— WHAT THE EXERCISE ASKS —
Which lines in the records below contain the string "stucco"? Report each such line in full, treating uppercase and lowercase letters as different.

Records from a dataset:
— begin —
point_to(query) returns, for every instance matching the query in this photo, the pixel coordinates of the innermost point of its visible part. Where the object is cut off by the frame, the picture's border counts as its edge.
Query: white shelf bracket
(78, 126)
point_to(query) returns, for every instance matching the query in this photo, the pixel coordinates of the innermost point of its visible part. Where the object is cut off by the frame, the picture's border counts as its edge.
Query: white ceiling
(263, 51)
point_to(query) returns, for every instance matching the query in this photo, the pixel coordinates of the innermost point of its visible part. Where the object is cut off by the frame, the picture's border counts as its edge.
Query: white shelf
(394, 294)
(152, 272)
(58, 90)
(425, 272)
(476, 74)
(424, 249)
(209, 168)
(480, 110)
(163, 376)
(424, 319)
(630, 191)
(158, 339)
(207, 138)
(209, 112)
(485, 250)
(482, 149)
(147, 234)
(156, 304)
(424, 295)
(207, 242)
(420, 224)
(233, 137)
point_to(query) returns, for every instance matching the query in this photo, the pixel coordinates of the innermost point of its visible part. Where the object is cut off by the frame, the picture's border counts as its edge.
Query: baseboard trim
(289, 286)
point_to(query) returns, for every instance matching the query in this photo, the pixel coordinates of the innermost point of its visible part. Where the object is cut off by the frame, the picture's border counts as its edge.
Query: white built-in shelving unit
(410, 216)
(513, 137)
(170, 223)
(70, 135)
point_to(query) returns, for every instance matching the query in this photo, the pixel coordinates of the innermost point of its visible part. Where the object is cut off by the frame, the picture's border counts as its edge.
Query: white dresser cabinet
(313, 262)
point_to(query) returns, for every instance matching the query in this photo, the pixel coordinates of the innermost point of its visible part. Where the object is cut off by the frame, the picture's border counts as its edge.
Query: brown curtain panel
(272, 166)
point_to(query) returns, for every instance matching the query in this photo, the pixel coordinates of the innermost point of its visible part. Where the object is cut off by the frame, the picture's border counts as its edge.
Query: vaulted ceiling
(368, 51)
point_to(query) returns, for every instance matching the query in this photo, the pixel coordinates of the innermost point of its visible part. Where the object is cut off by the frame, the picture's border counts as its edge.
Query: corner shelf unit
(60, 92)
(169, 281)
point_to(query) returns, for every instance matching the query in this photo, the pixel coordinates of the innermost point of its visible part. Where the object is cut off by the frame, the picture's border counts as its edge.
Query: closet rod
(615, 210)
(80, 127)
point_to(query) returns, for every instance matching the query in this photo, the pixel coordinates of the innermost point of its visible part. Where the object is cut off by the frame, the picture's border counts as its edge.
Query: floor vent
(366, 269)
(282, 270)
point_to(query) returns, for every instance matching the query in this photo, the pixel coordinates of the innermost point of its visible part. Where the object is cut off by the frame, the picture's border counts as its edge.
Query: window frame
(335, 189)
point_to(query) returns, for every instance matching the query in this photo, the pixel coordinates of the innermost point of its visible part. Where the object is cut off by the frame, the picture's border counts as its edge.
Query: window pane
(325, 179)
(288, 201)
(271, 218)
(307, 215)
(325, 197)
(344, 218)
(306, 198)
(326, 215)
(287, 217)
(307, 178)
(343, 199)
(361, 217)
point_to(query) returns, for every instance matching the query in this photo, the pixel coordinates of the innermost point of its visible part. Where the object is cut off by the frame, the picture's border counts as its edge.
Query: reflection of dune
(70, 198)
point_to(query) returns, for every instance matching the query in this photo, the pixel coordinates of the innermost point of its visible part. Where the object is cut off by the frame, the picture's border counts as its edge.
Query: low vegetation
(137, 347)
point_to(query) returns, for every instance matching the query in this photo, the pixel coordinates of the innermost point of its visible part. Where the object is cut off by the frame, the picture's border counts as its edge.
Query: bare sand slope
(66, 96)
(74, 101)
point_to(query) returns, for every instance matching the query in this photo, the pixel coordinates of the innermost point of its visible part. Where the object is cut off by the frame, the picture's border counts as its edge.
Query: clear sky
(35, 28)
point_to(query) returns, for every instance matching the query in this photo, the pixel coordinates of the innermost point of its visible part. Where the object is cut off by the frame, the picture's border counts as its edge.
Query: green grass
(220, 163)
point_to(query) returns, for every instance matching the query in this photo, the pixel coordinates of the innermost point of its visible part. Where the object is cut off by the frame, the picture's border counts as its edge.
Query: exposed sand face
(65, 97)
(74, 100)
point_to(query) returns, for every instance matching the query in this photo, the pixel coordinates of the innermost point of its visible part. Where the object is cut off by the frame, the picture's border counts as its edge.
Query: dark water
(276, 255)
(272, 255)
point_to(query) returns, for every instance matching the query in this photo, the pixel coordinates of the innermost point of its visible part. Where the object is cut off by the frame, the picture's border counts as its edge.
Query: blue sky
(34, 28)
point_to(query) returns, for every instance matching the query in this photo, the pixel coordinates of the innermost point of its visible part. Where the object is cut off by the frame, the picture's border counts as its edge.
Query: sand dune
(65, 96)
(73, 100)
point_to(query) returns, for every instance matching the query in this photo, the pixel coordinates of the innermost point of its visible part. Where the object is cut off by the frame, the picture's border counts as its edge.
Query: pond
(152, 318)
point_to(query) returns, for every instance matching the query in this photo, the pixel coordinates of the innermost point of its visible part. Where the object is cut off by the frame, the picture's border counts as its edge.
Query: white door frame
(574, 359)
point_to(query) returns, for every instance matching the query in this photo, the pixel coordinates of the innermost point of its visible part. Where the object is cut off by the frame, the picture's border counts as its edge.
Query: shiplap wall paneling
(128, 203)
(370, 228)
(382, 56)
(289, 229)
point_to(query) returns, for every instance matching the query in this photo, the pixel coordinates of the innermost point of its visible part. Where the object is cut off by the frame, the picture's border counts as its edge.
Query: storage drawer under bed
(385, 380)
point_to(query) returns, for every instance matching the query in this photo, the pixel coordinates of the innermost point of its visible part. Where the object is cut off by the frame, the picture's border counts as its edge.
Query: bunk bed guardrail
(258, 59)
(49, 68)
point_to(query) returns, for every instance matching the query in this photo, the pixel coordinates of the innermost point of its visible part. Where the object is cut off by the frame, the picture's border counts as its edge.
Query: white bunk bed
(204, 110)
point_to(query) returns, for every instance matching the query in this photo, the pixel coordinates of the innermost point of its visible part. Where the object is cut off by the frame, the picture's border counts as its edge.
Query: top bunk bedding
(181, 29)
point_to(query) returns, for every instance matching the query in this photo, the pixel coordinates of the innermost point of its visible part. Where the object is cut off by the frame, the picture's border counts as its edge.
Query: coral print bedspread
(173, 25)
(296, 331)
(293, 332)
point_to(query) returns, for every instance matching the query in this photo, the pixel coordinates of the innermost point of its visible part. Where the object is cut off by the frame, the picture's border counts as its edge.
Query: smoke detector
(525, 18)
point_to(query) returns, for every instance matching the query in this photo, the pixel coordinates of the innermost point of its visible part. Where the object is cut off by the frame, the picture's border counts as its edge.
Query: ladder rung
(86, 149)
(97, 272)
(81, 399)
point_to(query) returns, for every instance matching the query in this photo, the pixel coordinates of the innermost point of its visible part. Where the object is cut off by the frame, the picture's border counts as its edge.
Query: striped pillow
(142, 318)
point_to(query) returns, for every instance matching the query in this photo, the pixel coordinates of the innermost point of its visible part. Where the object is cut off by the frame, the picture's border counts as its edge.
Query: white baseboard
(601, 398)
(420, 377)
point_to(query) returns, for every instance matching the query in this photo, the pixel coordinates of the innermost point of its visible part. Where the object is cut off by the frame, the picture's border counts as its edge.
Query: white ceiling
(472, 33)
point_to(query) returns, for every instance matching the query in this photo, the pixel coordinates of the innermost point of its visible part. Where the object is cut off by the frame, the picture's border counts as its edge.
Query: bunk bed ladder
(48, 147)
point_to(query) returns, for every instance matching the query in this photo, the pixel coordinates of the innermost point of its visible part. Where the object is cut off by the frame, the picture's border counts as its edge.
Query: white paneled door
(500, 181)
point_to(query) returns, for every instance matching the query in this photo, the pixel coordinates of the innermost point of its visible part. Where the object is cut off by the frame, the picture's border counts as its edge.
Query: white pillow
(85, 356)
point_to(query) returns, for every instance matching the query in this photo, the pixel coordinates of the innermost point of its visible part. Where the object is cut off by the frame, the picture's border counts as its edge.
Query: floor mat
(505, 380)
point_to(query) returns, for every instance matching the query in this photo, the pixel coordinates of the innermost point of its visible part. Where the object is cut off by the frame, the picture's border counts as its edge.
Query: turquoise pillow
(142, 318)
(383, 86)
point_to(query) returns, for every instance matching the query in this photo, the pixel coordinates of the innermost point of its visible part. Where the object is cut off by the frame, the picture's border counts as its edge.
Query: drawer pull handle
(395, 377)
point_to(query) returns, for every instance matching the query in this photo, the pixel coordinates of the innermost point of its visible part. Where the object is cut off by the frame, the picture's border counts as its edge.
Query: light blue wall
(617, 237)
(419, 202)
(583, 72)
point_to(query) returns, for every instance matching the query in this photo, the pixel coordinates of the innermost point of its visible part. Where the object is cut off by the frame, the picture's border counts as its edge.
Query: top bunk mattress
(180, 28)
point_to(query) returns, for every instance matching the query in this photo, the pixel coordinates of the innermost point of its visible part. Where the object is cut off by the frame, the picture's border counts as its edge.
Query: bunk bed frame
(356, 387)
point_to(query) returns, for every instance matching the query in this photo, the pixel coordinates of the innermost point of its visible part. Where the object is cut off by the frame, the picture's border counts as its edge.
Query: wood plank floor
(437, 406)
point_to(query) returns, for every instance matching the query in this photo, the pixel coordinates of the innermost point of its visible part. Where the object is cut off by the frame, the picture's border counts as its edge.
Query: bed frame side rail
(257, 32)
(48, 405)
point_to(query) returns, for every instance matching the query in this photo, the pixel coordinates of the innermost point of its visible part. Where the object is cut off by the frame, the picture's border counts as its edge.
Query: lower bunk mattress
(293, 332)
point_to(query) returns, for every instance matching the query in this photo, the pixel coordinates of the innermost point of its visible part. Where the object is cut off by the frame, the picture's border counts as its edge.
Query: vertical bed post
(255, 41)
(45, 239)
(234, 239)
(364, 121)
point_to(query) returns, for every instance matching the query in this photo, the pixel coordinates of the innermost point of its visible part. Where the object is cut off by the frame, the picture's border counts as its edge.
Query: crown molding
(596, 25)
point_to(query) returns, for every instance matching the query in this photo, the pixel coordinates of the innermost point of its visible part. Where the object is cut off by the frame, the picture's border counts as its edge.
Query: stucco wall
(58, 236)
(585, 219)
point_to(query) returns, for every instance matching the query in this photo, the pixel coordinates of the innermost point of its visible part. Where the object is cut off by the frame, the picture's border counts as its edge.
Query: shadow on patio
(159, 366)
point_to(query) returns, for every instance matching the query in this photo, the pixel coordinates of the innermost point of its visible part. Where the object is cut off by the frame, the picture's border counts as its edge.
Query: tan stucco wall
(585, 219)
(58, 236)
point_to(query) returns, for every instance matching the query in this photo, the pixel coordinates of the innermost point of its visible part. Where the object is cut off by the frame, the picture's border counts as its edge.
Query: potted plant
— end —
— THE SOLUTION —
Query: stucco wall
Query: tan stucco wall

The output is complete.